#### Input material
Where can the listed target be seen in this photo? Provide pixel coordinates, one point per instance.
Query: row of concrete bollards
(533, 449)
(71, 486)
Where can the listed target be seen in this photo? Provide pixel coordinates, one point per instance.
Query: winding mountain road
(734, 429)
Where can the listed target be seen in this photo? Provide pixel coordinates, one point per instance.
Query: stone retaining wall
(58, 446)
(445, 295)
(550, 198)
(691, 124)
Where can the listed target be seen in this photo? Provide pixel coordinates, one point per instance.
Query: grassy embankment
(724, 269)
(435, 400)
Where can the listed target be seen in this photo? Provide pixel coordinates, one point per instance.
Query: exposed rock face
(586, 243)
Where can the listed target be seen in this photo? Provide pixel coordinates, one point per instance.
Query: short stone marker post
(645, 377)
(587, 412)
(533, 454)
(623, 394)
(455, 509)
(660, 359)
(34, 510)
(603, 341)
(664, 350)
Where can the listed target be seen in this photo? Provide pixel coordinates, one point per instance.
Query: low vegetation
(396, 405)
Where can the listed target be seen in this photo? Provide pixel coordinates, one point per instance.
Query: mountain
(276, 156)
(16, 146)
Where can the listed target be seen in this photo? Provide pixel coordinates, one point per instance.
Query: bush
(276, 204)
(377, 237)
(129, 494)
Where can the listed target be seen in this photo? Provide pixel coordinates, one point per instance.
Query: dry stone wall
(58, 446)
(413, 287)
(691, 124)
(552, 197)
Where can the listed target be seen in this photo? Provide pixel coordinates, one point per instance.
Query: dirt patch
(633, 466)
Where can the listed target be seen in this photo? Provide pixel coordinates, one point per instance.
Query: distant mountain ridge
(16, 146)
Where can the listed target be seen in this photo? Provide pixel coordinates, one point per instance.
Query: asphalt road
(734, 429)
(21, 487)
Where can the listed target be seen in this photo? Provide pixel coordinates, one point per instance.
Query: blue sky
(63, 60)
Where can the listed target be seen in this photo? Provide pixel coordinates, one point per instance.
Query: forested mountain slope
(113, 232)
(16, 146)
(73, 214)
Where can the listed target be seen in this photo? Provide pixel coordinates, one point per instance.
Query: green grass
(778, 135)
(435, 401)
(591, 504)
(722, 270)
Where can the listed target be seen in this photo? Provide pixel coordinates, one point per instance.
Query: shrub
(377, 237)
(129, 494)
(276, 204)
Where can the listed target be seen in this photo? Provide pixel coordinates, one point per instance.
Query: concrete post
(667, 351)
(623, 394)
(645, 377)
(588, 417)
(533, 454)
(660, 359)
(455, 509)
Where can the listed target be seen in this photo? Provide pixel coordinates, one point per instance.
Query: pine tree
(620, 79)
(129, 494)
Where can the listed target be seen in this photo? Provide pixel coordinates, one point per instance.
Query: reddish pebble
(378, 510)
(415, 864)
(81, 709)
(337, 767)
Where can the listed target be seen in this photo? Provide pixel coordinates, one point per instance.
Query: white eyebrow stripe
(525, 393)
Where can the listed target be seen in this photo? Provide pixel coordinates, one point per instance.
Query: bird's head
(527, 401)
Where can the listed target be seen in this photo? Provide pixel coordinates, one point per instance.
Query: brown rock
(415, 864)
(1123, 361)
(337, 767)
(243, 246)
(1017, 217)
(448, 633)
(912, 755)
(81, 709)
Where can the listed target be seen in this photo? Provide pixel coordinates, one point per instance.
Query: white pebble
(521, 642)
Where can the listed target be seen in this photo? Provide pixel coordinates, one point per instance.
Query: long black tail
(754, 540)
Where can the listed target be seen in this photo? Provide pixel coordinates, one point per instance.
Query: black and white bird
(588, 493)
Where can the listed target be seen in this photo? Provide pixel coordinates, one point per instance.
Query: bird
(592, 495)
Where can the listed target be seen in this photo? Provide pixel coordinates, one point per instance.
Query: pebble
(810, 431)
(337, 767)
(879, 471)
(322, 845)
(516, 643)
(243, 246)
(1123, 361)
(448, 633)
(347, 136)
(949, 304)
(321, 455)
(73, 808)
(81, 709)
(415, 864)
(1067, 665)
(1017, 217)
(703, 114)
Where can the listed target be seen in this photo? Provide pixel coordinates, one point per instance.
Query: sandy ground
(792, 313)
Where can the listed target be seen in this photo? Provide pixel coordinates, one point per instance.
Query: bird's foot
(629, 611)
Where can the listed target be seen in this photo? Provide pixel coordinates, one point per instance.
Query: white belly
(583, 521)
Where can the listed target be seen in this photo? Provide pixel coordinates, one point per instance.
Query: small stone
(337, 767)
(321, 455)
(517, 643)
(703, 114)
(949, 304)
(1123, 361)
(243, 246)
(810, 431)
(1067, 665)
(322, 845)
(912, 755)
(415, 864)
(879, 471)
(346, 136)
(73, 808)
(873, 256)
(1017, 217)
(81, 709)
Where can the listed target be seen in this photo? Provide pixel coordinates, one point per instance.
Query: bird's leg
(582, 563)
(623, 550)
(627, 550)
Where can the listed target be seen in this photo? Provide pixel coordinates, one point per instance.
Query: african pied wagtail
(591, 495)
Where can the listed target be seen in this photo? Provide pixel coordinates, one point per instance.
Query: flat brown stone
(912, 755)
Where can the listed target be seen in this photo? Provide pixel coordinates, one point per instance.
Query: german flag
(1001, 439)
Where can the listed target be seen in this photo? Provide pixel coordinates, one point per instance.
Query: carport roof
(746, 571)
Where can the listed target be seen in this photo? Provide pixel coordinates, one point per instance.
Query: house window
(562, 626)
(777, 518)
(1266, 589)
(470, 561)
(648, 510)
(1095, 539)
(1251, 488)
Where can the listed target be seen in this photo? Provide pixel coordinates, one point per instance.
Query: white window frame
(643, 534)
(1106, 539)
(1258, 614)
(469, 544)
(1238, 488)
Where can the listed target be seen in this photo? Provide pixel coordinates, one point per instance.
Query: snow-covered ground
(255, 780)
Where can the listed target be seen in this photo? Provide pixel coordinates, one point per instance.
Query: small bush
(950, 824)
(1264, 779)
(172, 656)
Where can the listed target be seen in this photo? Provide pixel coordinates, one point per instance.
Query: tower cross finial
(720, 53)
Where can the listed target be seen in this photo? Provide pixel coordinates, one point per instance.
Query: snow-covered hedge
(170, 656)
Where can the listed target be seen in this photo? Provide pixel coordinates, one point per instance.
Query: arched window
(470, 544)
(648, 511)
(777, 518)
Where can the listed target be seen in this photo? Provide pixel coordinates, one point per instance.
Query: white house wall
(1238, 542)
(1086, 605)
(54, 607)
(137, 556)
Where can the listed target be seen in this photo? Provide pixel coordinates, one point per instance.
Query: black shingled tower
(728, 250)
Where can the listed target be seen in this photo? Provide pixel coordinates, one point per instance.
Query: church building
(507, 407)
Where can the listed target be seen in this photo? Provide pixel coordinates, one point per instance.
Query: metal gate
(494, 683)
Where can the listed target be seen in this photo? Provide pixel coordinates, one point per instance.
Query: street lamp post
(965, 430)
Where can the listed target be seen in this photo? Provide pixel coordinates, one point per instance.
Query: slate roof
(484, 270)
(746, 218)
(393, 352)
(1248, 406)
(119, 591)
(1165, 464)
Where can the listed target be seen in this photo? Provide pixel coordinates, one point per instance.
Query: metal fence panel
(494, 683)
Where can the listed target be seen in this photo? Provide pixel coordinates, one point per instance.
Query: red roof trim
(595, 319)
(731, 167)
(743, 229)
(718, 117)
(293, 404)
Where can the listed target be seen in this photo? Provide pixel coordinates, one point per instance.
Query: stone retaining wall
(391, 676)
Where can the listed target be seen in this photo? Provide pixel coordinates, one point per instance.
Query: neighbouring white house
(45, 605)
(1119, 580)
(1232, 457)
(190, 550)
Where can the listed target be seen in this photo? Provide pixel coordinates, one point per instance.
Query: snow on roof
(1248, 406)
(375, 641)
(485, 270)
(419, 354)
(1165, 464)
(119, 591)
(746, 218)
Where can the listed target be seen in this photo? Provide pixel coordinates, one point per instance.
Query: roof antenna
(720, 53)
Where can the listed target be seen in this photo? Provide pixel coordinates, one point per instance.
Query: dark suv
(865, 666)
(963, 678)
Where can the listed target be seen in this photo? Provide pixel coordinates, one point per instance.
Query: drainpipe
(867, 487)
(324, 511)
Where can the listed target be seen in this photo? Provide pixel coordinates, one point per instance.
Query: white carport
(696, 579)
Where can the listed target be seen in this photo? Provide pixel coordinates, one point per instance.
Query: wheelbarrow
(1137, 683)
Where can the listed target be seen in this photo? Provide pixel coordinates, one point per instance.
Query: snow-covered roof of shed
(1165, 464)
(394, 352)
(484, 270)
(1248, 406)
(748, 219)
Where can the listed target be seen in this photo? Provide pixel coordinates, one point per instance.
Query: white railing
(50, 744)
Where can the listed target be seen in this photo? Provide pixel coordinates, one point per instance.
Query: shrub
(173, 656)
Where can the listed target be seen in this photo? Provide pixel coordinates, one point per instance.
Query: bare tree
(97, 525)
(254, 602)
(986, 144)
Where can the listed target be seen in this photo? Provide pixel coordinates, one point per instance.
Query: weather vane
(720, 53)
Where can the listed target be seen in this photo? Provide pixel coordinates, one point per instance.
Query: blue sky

#### Written request
From the data above, keep only the lines that contain the word "ground", treating uppercase and lowercase as different.

#### Complete output
Query: sandy ground
Query: snow-covered ground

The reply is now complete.